Materials provided:
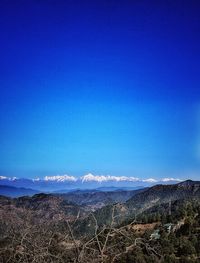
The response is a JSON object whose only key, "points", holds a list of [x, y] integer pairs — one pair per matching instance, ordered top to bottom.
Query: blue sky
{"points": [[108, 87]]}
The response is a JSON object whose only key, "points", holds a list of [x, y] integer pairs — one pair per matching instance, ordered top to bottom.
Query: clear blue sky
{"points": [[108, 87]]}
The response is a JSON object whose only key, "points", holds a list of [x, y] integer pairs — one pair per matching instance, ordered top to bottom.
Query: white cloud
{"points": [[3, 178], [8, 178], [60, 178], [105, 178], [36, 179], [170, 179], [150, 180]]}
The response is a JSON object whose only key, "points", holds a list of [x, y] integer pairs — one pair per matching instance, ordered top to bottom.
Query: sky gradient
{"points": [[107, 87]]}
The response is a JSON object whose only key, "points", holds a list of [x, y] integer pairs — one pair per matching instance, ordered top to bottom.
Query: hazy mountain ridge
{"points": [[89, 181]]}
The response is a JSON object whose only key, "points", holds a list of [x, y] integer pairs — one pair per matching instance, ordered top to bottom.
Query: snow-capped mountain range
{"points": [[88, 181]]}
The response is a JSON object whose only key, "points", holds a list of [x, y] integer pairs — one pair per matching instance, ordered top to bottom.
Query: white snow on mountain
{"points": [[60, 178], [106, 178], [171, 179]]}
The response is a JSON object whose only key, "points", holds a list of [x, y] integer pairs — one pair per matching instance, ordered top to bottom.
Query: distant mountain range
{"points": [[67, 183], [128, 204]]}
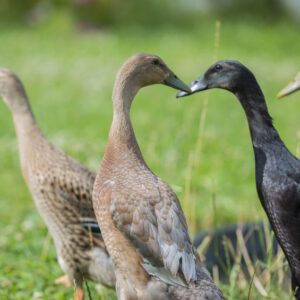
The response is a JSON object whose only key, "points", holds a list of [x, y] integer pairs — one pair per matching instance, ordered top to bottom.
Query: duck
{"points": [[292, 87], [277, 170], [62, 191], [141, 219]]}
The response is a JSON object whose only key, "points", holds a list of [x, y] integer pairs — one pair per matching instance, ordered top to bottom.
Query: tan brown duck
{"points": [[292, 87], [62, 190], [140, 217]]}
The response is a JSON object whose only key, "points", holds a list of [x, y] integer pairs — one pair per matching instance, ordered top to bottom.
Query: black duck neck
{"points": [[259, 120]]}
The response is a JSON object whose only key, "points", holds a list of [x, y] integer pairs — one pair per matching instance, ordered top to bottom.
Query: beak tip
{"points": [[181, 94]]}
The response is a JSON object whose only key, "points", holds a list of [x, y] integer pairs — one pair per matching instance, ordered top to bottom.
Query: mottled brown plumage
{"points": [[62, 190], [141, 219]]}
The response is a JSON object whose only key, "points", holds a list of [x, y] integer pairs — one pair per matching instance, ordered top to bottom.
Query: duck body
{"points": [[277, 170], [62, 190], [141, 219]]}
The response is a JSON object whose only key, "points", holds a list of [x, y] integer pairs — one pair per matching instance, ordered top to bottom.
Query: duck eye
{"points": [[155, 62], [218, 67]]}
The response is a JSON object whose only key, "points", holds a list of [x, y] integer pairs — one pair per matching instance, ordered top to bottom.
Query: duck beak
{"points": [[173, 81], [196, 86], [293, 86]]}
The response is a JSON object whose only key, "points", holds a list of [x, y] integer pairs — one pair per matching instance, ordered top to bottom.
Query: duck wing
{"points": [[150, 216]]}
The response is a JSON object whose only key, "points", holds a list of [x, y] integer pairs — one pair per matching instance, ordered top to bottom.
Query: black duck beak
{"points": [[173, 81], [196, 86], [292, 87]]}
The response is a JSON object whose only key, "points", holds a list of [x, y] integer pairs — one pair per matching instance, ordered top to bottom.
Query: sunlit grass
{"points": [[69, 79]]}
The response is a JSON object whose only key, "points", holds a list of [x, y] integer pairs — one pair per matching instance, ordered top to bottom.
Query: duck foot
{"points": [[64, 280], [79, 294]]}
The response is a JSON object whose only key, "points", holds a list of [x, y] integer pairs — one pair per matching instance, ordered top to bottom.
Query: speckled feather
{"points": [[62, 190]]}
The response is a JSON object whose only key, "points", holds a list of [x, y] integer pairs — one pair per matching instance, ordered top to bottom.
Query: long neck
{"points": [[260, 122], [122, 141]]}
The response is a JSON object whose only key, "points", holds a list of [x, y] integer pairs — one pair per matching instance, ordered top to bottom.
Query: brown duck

Exercise: Leave the images behind and write out every entry exactly.

Output of the task:
The response is a JSON object whose only key, "points", holds a list of [x, y] integer pairs — one pair per matching instance, ordered top to bottom.
Query: blue sky
{"points": [[108, 87]]}
The response is a JSON object whose only key, "points", holds a list of [x, y] integer pairs — one pair per matching instance, ordered top to bottom.
Query: clear blue sky
{"points": [[108, 87]]}
The response is a JSON object whose only key, "points", holds a list of [x, y] integer pairs — one pair per matching instance, ordered top to bottom.
Query: white cloud
{"points": [[3, 178], [8, 178], [60, 178], [105, 178], [36, 179], [170, 179], [150, 180]]}
The response is a JSON object whose only key, "points", holds a list of [x, y] integer pairs — one pair per matching instance, ordered top to bottom.
Query: sky gradient
{"points": [[107, 87]]}
The response is a JSON object whose only key, "points", holds a list of [x, y] integer pairs — one pair per matching instance, ordered top to bottom.
Query: hazy mountain ridge
{"points": [[89, 181]]}
The response is a JSON object whose only key, "points", holds a list of [x, y] integer pairs — one pair per matching instance, ordered top to bottom.
Query: snow-capped mountain range
{"points": [[88, 181]]}
The response is a JSON object whose only key, "points", holds a list of [x, y] integer pairs — one pair per matching instance, ordered top to bottom.
Query: white snow on mountain
{"points": [[60, 178], [106, 178], [171, 179]]}
The response is a JSON object whose only key, "points", holds a list of [x, y] integer pairs — one pair per matching instance, ordered top to bottom.
Query: distant mountain range
{"points": [[67, 183], [128, 204]]}
The response is a JSON object whose only key, "points", holds a list of [x, y] integer pairs — one pair per matching instance, ordered top to bottom.
Query: duck
{"points": [[292, 87], [277, 170], [62, 191], [141, 219]]}
The response is a JSON object whose only key, "points", holds a list of [x, y] integer pairs — one pair per matching instance, ordered top to bottom.
Query: tan brown duck
{"points": [[292, 87], [62, 190], [140, 217]]}
The response is a JSON object whose only key, "points", holds a list of [x, y] integer pairs — one pair per matching instance, ordered top to bottom.
Query: black duck neck
{"points": [[259, 120]]}
The response is a JSON object whose only key, "points", holds a list of [x, y] integer pairs — one pair per matching instance, ordered top to bottom.
Query: beak tip
{"points": [[181, 94]]}
The response is a JSON object whose only key, "points", holds a list of [x, y] integer pairs — one pair per matching instance, ordered top to bottom.
Query: mottled brown plumage
{"points": [[62, 190], [141, 219]]}
The response is a JSON object whose only key, "points", holds a list of [x, y] integer pairs — one pair per matching instance, ordered top to bottom.
Query: duck body
{"points": [[277, 170], [62, 190], [141, 219]]}
The response is a JSON object whose only key, "points", holds a list of [x, y] integer pairs — one pair per matching instance, ordered top to bottom.
Query: duck eye
{"points": [[155, 62], [218, 67]]}
The response is a JSON object whose only key, "points", holds a list of [x, y] integer pairs — one pair per matching instance, ordered top to bottom.
Query: duck beak
{"points": [[173, 81], [196, 86], [293, 86]]}
The response is a JSON object whose only key, "points", holds a list of [x, y] integer pairs — one pair per matching instance, ordered top to bottom.
Query: duck wing
{"points": [[150, 216]]}
The response is a JSON object whose only key, "points", holds a list of [x, y] integer pairs — one pair per matching instance, ordered top to bottom.
Query: black duck beak
{"points": [[173, 81], [196, 86], [292, 87]]}
The response is a JSON object whose only key, "points", holds a list of [x, y] integer pairs — one pair per matching instance, ordered top to bottom.
Query: sunlit grass
{"points": [[69, 79]]}
The response is a JSON object whose only key, "points", holds a list of [x, y] integer pairs — one pair per matching instance, ordered top to bottom.
Query: duck foot
{"points": [[64, 280], [79, 294]]}
The response is a JSON object whose only key, "points", holds a list of [x, y] integer pairs — one pair per matching instance, ordered top to bottom.
Query: speckled feather
{"points": [[62, 190]]}
The response is a JSON object whose only key, "points", holds a list of [x, y] integer pairs — one pair per matching instance, ordered top to bottom.
Query: long neck
{"points": [[260, 122], [122, 141]]}
The response is a JSON object whose only key, "points", holds a list of [x, y] integer pairs — one pair per matching instance, ordered top to bottom.
Query: brown duck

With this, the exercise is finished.